Recorded information: Begin
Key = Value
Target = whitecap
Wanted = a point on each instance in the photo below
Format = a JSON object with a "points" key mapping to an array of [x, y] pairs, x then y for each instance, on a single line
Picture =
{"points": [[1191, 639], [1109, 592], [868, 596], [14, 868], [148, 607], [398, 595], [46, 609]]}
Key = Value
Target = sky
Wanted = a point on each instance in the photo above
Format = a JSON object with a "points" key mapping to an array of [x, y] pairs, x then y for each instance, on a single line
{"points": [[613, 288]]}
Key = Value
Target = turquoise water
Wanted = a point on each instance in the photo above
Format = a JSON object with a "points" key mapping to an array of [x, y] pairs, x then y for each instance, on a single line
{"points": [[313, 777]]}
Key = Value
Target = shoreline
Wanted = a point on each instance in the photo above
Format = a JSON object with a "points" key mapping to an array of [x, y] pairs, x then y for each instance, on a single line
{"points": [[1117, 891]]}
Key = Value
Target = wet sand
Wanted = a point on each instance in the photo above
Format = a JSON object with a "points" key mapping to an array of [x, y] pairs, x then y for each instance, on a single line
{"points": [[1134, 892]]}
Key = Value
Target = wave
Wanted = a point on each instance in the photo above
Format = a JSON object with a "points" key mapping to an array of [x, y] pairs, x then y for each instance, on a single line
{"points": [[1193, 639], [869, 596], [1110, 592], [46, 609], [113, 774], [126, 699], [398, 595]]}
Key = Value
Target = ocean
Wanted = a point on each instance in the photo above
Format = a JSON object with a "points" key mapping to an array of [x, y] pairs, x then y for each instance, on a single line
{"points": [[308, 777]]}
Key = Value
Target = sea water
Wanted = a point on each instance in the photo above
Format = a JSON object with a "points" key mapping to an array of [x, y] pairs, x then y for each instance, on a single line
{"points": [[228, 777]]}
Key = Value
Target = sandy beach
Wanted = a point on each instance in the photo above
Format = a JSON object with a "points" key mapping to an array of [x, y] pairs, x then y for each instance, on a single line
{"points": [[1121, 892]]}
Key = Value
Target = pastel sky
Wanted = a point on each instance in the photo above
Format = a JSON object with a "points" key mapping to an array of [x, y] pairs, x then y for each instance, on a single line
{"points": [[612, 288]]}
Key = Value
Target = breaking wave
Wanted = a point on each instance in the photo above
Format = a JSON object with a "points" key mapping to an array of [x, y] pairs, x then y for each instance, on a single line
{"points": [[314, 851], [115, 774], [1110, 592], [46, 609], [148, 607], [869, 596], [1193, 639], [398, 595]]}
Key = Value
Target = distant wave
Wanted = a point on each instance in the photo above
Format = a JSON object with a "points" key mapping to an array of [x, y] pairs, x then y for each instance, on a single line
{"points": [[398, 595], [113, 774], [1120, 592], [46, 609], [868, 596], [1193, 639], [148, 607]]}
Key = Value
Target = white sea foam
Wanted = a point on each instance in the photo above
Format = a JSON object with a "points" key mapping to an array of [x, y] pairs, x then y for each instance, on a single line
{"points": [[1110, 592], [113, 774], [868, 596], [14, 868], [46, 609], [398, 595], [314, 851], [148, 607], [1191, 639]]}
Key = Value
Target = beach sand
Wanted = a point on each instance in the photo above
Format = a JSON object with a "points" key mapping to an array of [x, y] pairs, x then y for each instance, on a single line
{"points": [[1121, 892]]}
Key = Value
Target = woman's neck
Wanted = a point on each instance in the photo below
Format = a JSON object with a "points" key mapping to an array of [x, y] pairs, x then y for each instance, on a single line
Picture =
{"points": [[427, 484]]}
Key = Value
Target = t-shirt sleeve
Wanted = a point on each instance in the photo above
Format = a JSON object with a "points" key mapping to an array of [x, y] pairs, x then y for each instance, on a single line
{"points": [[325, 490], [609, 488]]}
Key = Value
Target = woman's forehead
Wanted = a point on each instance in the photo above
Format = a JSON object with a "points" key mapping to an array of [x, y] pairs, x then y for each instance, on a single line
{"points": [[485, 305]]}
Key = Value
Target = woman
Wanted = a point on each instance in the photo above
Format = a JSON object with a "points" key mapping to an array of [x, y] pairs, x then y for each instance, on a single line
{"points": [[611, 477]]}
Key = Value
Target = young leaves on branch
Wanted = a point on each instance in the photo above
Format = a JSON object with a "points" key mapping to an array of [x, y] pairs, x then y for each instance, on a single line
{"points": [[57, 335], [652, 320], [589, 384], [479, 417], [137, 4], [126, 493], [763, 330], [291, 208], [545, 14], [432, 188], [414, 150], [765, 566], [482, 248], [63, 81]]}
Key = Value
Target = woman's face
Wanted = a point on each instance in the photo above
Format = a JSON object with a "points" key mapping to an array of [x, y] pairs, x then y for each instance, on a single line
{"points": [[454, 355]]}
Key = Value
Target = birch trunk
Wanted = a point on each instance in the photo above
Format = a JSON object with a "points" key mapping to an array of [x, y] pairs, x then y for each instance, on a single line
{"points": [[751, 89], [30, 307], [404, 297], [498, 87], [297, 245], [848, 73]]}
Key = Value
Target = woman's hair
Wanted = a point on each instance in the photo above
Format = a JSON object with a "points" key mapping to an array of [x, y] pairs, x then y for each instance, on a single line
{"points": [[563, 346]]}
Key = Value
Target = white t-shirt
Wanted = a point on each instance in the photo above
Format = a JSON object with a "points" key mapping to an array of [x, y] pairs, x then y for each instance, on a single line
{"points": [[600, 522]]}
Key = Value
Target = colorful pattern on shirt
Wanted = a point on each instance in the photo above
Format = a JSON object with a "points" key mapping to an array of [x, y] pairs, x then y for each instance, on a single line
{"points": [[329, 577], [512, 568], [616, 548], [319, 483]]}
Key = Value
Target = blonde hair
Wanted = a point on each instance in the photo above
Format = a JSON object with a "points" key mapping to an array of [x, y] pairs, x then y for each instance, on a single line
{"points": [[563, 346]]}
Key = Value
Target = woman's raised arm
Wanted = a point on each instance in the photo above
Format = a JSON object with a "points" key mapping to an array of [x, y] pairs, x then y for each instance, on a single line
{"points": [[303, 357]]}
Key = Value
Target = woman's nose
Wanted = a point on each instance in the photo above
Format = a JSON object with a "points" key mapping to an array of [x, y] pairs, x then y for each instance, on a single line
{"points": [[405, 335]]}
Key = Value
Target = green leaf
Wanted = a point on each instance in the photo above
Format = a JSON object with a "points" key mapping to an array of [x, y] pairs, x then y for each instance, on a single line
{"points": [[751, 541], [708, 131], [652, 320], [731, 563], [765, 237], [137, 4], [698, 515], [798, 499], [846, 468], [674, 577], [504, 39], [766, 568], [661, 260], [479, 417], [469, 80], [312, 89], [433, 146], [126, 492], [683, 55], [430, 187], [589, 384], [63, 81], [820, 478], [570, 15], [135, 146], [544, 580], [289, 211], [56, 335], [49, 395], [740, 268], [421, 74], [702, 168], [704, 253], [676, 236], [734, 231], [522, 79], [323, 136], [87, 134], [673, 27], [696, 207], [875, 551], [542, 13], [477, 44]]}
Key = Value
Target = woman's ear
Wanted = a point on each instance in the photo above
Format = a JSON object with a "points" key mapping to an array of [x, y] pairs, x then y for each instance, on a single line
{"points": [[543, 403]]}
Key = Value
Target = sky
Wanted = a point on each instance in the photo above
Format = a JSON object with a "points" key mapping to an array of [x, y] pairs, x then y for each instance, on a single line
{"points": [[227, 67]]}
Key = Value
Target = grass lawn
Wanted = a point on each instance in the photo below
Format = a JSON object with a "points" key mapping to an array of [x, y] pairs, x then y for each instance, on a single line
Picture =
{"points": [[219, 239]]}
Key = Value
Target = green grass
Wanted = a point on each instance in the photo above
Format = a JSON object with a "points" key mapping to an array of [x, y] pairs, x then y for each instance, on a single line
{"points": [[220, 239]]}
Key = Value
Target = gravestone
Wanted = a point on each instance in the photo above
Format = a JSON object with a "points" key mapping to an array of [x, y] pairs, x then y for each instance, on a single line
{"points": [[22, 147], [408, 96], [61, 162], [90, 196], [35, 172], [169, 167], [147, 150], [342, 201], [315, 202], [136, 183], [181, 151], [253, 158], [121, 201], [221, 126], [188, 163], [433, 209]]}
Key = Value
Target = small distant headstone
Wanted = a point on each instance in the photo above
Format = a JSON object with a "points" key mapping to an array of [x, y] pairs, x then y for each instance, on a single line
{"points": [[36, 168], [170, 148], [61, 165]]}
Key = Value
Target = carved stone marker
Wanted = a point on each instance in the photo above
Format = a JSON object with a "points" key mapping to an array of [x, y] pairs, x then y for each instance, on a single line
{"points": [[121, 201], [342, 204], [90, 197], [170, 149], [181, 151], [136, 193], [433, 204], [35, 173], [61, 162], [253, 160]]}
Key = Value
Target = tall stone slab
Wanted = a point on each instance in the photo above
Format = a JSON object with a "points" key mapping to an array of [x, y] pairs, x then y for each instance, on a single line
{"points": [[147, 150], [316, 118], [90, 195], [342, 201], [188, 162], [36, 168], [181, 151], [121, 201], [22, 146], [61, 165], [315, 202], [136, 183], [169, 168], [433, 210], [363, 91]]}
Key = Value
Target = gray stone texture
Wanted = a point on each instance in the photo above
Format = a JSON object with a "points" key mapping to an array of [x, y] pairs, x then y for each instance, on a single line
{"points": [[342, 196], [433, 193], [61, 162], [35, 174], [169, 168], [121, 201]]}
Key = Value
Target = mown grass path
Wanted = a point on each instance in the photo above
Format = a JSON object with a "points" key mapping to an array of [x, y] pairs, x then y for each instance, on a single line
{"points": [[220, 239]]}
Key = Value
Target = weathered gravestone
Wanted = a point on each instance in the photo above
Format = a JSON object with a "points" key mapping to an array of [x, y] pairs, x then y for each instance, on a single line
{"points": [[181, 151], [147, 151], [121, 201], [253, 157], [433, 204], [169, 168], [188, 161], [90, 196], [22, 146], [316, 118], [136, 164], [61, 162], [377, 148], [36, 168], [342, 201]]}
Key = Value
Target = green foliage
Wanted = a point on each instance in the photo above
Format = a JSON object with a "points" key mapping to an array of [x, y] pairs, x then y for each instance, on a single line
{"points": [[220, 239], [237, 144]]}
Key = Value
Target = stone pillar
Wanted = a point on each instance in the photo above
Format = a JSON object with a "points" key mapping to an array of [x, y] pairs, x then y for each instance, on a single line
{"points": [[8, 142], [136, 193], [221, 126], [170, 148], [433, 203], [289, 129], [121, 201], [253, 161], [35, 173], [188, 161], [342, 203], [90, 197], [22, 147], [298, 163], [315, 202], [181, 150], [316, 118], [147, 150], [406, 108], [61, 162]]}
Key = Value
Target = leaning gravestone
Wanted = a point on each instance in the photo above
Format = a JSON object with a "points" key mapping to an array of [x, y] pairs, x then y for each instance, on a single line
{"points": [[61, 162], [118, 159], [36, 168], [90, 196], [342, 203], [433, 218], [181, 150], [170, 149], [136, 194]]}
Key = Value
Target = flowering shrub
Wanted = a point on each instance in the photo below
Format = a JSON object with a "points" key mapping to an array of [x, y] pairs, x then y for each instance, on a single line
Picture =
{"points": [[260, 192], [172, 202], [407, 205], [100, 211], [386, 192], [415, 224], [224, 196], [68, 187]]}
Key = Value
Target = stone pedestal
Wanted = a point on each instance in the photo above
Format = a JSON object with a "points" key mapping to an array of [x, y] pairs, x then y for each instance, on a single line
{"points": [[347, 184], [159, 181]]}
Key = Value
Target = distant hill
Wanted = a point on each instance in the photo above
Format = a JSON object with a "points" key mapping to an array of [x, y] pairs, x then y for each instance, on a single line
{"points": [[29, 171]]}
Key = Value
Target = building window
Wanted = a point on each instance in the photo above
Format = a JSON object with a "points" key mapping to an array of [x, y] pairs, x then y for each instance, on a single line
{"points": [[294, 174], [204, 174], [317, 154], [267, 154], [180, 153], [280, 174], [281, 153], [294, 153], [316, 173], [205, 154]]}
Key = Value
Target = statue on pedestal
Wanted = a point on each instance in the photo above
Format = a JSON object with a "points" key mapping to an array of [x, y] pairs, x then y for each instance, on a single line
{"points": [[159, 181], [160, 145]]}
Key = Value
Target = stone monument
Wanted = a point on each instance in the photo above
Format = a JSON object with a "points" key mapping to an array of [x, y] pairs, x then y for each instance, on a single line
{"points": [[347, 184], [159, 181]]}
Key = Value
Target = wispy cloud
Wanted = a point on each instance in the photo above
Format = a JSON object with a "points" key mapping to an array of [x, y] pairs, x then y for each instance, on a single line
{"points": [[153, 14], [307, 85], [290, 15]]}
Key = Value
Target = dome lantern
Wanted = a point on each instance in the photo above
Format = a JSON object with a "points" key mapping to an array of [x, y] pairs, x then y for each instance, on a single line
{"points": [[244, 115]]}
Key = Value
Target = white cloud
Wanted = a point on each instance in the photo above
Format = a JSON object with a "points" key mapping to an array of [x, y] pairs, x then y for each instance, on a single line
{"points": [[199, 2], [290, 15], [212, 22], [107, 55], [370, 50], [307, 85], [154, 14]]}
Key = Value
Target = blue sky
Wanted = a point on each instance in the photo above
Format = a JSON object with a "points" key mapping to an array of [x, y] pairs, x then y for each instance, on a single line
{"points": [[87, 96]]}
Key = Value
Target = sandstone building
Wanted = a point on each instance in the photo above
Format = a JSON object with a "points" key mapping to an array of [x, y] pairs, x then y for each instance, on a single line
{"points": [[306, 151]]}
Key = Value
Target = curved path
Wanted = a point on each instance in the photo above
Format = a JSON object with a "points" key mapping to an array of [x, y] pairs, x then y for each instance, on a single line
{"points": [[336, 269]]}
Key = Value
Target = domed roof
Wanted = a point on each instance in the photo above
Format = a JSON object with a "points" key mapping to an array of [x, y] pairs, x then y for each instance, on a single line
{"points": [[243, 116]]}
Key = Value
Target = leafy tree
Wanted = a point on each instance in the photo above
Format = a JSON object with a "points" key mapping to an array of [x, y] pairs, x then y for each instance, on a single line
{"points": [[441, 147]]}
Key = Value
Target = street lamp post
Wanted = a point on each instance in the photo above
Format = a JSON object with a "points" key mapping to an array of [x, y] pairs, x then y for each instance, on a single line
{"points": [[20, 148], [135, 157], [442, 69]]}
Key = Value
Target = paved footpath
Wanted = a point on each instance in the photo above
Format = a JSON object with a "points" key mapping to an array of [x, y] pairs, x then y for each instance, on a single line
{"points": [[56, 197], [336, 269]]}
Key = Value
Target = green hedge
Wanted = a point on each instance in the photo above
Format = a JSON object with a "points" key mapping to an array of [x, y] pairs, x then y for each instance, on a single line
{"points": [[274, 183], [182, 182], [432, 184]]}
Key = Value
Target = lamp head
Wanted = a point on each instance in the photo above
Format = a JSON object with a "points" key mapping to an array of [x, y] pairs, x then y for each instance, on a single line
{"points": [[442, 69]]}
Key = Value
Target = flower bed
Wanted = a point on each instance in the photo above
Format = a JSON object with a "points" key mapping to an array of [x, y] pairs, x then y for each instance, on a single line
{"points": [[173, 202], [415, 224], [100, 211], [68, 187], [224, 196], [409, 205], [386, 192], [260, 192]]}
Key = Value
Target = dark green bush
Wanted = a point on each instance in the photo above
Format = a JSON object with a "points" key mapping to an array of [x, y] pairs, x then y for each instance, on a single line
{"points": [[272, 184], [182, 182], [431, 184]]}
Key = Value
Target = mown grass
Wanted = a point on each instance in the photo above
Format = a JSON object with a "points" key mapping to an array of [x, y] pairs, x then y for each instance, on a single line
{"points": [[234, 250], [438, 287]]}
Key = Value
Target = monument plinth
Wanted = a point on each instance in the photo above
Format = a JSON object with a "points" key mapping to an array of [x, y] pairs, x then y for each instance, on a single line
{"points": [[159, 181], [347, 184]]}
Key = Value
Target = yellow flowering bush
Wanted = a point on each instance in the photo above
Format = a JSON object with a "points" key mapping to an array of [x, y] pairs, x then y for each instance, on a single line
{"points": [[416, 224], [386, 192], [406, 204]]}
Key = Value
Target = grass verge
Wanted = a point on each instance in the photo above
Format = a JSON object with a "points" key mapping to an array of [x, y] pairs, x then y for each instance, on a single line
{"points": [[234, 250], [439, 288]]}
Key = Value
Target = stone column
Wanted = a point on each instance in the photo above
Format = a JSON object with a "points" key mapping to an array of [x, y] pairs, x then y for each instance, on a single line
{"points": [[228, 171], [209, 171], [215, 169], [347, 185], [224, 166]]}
Recorded information: End
● **Work request**: Please return only the lines above, starting at the line that has "Target = woman's hair" and ending at the line that has "Target = green leaf", keeping both and leaving each one unchanged.

● **Solution**:
Target = woman's hair
Wanted = a point on each instance in the photo above
Format = a JSON object with a "points" key mapping to an array of [x, y] pairs, x then y for each instance, on a single line
{"points": [[563, 346]]}
Key = Value
Target = white t-shirt
Wanted = a point on each instance in the photo above
Format = a JSON object with a "points" key mapping to an array of [x, y] pairs, x then y for each instance, on a single line
{"points": [[600, 522]]}
Key = Value
Target = colorful pattern on shirt
Wanted = a point on each instance in the photo above
Format = a JSON object with a "points" key mapping to an array of [x, y] pairs, x then y for each instance, on a single line
{"points": [[329, 577], [512, 568], [616, 548], [319, 483]]}
Key = Value
Target = blonde hair
Wanted = a point on each instance in the photo above
Format = a JSON object with a "points" key mapping to an array of [x, y] pairs, x then y for each instance, on a single line
{"points": [[563, 346]]}
Key = Value
Target = woman's raised arm
Wanted = a point on each instance in the photo above
Format = a JSON object with a "points" key mapping to an array of [x, y] pairs, x then y for each instance, on a single line
{"points": [[303, 357]]}
Key = Value
Target = woman's nose
Wanted = a point on each instance in the photo above
Format = a JSON object with a "points" key mapping to an array of [x, y] pairs, x then y for each instance, on a single line
{"points": [[405, 335]]}
Key = Value
Target = green leaf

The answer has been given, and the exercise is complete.